## Data under study
================================
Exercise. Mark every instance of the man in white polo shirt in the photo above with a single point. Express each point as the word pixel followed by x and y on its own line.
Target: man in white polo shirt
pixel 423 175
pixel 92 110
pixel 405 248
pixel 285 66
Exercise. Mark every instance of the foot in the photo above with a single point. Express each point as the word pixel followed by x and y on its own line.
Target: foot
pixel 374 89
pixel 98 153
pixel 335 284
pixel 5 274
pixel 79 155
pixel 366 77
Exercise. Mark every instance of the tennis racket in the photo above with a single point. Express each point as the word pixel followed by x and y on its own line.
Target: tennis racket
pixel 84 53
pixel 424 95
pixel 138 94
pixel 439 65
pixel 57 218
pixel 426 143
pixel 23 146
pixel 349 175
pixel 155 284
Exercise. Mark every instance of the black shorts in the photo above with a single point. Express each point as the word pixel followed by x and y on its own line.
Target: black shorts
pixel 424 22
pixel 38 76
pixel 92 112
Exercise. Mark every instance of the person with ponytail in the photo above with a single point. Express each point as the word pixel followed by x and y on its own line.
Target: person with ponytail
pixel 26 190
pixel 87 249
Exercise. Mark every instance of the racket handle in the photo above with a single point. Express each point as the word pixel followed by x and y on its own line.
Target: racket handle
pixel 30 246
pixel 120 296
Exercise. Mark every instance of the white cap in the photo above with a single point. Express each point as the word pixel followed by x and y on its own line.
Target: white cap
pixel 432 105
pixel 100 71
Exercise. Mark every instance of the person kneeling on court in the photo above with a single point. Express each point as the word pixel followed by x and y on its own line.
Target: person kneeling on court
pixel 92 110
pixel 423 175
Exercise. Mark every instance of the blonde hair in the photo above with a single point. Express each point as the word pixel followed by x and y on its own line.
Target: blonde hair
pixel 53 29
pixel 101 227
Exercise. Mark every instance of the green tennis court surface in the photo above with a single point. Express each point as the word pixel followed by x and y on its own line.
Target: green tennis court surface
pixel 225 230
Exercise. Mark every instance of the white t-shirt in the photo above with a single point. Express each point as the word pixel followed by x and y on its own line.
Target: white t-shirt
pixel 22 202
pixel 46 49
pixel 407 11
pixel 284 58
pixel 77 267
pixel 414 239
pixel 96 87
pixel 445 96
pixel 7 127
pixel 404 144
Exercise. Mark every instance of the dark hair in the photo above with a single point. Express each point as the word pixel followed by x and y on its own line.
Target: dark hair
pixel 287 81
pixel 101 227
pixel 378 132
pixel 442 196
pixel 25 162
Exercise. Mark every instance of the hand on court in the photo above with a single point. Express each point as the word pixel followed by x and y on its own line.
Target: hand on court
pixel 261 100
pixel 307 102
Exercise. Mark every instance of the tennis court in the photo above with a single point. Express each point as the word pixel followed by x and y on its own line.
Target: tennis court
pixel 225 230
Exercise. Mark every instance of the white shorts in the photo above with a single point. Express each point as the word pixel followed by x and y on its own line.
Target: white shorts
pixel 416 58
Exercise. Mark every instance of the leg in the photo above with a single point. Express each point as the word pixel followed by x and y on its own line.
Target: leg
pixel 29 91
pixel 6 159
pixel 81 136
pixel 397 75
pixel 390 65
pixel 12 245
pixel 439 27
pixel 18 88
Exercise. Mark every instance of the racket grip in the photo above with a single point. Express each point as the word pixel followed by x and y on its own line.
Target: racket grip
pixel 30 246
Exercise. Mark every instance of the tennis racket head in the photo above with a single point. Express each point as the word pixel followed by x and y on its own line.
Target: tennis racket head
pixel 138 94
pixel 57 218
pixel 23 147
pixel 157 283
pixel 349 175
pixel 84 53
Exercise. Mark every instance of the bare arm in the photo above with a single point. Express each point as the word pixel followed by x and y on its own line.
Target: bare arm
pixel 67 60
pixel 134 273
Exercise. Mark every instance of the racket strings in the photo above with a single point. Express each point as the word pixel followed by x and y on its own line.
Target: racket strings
================================
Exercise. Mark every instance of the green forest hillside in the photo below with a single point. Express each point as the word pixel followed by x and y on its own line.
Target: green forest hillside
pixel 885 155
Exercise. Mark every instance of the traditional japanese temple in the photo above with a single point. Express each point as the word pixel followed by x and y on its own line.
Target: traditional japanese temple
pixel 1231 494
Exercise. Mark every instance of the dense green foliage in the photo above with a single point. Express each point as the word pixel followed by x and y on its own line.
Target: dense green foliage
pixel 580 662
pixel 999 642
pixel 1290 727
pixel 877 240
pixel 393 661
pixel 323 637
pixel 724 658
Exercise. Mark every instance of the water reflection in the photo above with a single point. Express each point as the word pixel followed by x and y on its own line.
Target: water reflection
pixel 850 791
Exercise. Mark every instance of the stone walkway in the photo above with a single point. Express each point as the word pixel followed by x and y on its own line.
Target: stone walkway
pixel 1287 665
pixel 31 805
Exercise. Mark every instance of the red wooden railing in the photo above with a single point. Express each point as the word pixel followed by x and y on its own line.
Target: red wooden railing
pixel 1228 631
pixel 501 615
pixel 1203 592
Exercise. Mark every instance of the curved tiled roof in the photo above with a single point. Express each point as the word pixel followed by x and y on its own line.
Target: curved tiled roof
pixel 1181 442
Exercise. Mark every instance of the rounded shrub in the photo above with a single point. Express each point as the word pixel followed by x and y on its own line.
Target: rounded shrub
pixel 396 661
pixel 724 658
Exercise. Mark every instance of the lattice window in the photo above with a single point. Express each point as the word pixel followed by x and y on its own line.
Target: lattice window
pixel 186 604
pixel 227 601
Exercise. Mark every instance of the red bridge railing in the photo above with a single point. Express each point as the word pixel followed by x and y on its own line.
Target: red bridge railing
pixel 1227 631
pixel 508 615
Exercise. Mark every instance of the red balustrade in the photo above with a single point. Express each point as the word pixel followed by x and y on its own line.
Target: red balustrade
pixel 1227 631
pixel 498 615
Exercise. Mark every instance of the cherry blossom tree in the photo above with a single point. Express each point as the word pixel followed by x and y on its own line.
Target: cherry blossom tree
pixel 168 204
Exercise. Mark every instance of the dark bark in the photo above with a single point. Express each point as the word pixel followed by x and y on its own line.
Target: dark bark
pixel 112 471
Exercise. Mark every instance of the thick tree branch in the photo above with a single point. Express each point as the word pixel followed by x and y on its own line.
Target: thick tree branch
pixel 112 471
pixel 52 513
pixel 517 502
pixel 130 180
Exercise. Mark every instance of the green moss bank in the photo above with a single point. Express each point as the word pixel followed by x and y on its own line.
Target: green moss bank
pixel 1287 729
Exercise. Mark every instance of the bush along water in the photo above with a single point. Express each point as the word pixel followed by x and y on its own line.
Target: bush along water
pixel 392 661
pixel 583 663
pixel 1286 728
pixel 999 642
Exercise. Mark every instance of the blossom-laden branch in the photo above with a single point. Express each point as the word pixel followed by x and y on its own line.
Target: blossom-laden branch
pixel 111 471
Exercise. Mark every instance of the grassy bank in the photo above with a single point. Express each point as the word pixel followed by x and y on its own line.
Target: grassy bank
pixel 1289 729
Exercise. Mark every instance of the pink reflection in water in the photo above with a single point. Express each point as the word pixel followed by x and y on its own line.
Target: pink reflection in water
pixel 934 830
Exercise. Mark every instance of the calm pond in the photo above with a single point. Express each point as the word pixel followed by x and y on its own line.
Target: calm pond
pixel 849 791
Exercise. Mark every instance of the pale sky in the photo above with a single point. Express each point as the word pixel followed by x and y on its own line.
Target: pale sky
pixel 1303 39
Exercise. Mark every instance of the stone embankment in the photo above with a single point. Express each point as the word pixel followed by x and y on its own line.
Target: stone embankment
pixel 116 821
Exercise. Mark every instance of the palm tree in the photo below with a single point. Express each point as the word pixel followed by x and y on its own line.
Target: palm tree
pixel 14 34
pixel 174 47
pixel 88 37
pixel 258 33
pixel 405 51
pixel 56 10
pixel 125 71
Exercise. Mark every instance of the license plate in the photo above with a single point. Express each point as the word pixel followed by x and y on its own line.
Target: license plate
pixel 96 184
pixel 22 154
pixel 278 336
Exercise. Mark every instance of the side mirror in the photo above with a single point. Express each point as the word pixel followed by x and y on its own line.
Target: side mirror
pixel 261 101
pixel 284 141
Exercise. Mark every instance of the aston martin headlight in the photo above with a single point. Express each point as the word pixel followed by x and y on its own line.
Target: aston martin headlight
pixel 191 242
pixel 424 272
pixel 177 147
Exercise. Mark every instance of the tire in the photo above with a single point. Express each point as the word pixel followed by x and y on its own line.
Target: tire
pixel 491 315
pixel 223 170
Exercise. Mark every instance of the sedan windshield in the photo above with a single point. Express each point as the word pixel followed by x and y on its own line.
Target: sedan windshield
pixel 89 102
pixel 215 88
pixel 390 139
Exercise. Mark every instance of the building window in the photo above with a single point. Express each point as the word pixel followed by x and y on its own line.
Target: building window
================================
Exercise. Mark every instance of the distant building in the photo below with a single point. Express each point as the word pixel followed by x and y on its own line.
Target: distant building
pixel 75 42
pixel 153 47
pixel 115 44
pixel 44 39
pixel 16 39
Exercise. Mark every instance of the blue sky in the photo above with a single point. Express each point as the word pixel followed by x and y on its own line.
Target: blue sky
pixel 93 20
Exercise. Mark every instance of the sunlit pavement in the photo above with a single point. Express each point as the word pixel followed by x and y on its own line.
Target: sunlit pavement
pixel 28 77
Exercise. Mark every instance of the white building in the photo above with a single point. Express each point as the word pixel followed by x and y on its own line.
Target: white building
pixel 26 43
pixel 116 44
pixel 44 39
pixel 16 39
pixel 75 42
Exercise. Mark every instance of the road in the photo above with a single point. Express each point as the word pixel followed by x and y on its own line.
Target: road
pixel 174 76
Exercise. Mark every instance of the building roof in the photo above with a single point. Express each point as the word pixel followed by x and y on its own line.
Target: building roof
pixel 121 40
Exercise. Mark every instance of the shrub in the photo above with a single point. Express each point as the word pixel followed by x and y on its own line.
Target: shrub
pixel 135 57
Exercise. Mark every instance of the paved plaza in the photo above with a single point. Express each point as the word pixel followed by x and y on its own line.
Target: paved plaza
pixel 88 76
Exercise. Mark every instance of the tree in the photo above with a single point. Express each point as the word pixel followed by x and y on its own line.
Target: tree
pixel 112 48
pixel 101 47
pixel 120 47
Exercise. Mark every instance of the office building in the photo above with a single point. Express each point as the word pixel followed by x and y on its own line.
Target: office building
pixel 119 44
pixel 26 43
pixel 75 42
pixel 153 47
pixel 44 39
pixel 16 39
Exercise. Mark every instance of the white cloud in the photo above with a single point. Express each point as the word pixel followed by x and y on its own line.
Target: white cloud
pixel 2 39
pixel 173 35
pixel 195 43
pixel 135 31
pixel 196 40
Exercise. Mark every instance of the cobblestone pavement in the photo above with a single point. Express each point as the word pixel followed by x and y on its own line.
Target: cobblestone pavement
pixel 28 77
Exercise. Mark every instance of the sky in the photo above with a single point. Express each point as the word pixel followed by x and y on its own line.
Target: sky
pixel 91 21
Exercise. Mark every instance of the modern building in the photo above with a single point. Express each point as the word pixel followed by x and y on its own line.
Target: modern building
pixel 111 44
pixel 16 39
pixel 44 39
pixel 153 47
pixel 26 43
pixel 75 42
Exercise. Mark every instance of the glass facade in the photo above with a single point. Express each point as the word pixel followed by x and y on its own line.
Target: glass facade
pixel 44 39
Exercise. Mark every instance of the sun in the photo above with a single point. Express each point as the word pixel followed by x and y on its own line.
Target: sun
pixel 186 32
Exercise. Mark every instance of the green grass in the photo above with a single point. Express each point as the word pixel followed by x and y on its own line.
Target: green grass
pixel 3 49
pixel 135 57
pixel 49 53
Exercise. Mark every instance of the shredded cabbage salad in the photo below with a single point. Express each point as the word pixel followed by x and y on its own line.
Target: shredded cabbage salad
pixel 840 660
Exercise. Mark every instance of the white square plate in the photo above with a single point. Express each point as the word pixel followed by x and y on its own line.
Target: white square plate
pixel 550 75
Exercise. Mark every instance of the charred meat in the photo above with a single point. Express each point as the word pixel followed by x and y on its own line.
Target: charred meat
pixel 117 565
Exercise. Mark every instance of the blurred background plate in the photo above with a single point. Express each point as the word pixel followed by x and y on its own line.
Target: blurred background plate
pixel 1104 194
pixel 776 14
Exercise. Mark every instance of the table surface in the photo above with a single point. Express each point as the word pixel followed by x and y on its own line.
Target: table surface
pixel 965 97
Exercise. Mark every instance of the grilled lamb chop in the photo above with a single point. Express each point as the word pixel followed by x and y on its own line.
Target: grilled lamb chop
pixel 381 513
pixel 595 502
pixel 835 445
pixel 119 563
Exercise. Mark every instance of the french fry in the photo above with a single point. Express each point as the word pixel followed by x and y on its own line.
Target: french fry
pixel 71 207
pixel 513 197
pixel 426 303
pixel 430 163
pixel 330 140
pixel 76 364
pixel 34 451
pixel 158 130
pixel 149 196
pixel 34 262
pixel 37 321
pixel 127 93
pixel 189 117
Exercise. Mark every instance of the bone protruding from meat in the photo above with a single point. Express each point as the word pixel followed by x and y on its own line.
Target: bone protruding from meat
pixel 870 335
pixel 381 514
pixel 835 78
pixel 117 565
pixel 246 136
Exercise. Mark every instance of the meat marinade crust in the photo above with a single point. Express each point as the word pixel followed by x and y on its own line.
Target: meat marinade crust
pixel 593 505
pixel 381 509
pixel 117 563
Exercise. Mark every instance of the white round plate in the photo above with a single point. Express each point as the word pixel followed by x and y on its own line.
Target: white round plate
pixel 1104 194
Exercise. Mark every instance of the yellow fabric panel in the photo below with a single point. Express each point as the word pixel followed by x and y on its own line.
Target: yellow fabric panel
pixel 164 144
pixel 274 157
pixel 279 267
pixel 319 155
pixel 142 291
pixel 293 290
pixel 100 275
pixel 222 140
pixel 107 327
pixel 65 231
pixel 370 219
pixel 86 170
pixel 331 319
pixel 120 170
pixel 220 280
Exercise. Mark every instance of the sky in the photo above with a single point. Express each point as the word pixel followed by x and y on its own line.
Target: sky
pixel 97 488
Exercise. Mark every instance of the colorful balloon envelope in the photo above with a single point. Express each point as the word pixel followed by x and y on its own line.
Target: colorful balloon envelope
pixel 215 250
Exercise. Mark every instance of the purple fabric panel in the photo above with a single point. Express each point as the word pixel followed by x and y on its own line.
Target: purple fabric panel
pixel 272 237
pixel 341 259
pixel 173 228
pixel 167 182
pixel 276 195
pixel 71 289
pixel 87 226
================================
Every line holding the word "strings" should be copied out of the material.

Exercise. Mark every instance of the racket strings in the photo above with a single point. Express each point as the word pixel followed by x and y on its own line.
Target: racket strings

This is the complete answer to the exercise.